# Start of Record extracts
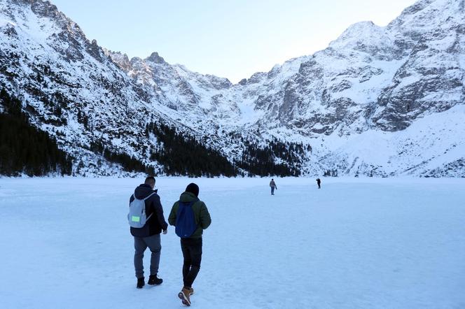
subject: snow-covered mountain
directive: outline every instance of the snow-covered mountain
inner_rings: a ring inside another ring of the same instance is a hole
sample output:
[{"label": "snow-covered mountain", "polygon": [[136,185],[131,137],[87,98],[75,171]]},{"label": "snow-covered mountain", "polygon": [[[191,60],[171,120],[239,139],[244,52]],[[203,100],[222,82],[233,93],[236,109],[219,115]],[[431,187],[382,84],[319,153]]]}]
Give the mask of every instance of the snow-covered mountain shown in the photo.
[{"label": "snow-covered mountain", "polygon": [[155,120],[231,161],[244,138],[277,138],[311,145],[298,154],[305,173],[465,176],[464,0],[420,0],[385,27],[355,24],[236,85],[156,52],[102,49],[47,1],[0,3],[0,82],[92,173],[118,169],[91,151],[96,140],[161,171],[144,134]]}]

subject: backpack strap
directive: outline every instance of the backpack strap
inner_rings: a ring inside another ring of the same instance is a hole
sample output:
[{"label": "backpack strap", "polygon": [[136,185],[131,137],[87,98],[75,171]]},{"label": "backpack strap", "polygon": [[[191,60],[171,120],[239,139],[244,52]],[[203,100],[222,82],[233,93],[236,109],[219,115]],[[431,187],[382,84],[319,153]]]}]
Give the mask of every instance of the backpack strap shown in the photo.
[{"label": "backpack strap", "polygon": [[[152,192],[151,194],[150,194],[148,196],[146,197],[145,199],[142,199],[142,200],[143,200],[144,201],[146,201],[146,200],[148,199],[148,198],[151,197],[152,195],[153,195],[153,194],[156,194],[156,193],[157,193],[157,192]],[[135,197],[136,197],[136,196],[134,196],[134,198],[135,198]]]},{"label": "backpack strap", "polygon": [[[152,194],[150,194],[148,196],[146,197],[145,199],[142,199],[142,201],[144,201],[144,202],[145,203],[145,201],[146,201],[147,199],[148,199],[149,197],[151,197],[152,195],[153,195],[153,194],[156,194],[156,193],[157,193],[157,192],[152,192]],[[134,196],[134,198],[135,199],[136,196]],[[145,213],[145,207],[144,208],[144,212]],[[152,215],[153,215],[153,213],[155,213],[155,212],[152,212],[152,213],[151,213],[150,215],[149,215],[148,217],[147,217],[147,219],[146,219],[146,222],[147,221],[148,221],[148,219],[150,219],[150,217],[152,216]]]}]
# End of Record extracts
### Stated goal
Write out every line of the entries above as a numbered list, skipping blank lines and leaving out the pictures.

### Answer to the exercise
1. subject: snow-covered mountain
2. directive: outline every instance of the snow-covered mountain
3. inner_rings: a ring inside another ring of the same instance is a hole
4. sample output:
5. [{"label": "snow-covered mountain", "polygon": [[136,185],[131,137],[87,98],[75,171]]},{"label": "snow-covered mountain", "polygon": [[[191,60],[171,120],[239,139],[244,52]],[[203,100],[222,82],[233,93],[236,109],[219,115]],[[431,187],[382,84],[319,153]]]}]
6. Give the mask of every instance of the snow-covered mountain shown in the photo.
7. [{"label": "snow-covered mountain", "polygon": [[155,120],[231,161],[244,138],[277,138],[311,145],[298,154],[305,173],[465,176],[464,0],[420,0],[385,27],[355,24],[236,85],[156,52],[102,49],[47,1],[0,3],[0,82],[92,173],[118,169],[91,151],[96,140],[161,171],[144,134]]}]
8. subject: backpack strap
9. directive: outline every instance of the backpack strap
10. inner_rings: a ring inside another ring of the same instance is a hole
11. sample output:
12. [{"label": "backpack strap", "polygon": [[136,185],[131,137],[87,98],[75,171]]},{"label": "backpack strap", "polygon": [[[191,60],[171,120],[239,139],[244,52]],[[203,100],[222,82],[233,93],[236,109],[219,115]],[[431,187],[382,84],[319,153]]]}]
13. Give the mask of every instance of the backpack strap shown in the photo.
14. [{"label": "backpack strap", "polygon": [[[152,192],[151,194],[150,194],[148,196],[146,197],[145,199],[142,199],[142,200],[143,200],[144,201],[146,201],[146,200],[148,199],[148,198],[151,197],[152,195],[153,195],[153,194],[156,194],[156,193],[157,193],[157,192]],[[135,197],[136,197],[136,196],[134,196],[134,198],[135,198]]]},{"label": "backpack strap", "polygon": [[[152,194],[150,194],[148,196],[146,197],[145,199],[142,199],[142,201],[144,201],[144,202],[145,203],[145,201],[146,201],[147,199],[148,199],[149,197],[151,197],[152,195],[153,195],[153,194],[156,194],[156,193],[157,193],[157,192],[152,192]],[[134,196],[134,198],[135,199],[136,196]],[[145,213],[145,207],[144,208],[144,212]],[[152,215],[153,215],[153,213],[155,213],[155,212],[152,212],[152,213],[151,213],[150,215],[149,215],[148,217],[147,217],[147,219],[146,219],[146,222],[147,221],[148,221],[148,219],[150,219],[150,217],[152,216]]]}]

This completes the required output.